* [Source document]:
Catharine Morisset’s article “If You Smoke Pot, you Can Still Get Fired” was featured in Avvo Naked Law on August 13, 2015.

Federal law says that pot is as dangerous as heroin, more addictive than cocaine, and has no accepted medical purpose. Yet 23 states and DC have legalized medical marijuana in some form. Alaska, Colorado, Oregon, Washington, and D.C. have also de-criminalized recreational marijuana use. For the average worker – and their employers – this federal-state law paradox can have huge impact in the workplace.

Many employers, for instance, still choose to conduct workplace drug testing in various contexts (such as making it a condition of an employment offer), and “zero tolerance” policies remain valid. Despite numerous attempts to challenge that standard, pro-marijuana laws have had little impact on an employer’s ability to drug test or to terminate employees for marijuana use.

Some examples:

  • In Ross v. Ragingwire Telecommunications, Inc., California’s highest court found that the state’s medical marijuana law protects individuals only from criminal prosecution, ruling in favor of an employer who declined to hire an injured vet taking medical marijuana to treat chronic back pain after he failed his pre-employment drug test.

* [Entries shown]:

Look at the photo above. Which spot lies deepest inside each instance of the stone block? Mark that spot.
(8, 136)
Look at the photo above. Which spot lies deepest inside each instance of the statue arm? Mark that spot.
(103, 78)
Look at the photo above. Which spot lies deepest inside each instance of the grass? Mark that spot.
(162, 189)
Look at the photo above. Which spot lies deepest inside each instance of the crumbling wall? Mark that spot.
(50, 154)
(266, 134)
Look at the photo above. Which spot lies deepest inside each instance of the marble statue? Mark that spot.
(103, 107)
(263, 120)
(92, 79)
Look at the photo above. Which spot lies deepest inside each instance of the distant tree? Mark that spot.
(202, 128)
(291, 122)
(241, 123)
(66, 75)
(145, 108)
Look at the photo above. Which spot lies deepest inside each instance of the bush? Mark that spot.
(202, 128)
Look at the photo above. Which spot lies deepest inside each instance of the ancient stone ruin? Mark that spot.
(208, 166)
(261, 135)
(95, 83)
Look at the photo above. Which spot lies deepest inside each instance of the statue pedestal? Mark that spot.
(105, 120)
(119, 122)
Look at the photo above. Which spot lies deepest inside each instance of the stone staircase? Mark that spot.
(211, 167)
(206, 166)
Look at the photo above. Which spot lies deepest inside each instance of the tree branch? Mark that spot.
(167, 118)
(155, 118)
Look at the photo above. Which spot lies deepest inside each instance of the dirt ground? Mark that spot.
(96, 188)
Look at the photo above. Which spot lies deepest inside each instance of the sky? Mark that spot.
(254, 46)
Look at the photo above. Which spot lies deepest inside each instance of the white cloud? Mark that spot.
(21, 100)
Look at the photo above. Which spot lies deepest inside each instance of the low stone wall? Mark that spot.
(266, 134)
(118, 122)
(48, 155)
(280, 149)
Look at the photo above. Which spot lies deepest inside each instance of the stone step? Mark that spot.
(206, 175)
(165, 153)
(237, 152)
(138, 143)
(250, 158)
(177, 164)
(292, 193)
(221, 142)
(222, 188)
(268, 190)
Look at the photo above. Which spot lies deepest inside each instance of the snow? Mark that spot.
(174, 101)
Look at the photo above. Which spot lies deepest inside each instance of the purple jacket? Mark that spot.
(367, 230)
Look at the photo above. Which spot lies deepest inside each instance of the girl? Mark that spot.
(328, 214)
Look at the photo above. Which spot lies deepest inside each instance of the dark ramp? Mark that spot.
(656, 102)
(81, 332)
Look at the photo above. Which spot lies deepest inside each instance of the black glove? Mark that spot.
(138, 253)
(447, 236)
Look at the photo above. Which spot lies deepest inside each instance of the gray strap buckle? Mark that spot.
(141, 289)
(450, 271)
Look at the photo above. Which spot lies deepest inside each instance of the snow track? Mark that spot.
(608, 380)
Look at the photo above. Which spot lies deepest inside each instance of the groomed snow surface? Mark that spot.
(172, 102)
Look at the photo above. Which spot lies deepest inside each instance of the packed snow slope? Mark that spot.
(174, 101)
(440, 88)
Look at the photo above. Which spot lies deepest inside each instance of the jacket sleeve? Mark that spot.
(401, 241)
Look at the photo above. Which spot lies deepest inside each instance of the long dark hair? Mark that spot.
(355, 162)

* [Problems and tasks]:
A – In the article on marijuana use and employment, which four states are named as having de-criminalized recreational marijuana use?
B – Continue the article on marijuana laws in the workplace from where it stops.

* [Answers to the tasks]:
A – Alaska, Colorado, Oregon, and Washington.

B –
  • Oregon’s Supreme Court, in Emerald Steel Fabricators, Inc. v. Bureau of Labor and Industries similarly found for an employer who fired a heavy-machine operator who had used medical marijuana to treat muscle spasms during the two weeks before a drug test.
  • In 2011, in Roe v. Teletech, Washington State’s highest court upheld the termination of a medical marijuana user for a non-safety-sensitive position, even when she disclosed her valid prescription before being asked to take the pre-employment drug test. The court rationalized there was no clear public policy protecting employees from termination even for lawful home use because Washington’s law provided only a defense to criminal prosecution.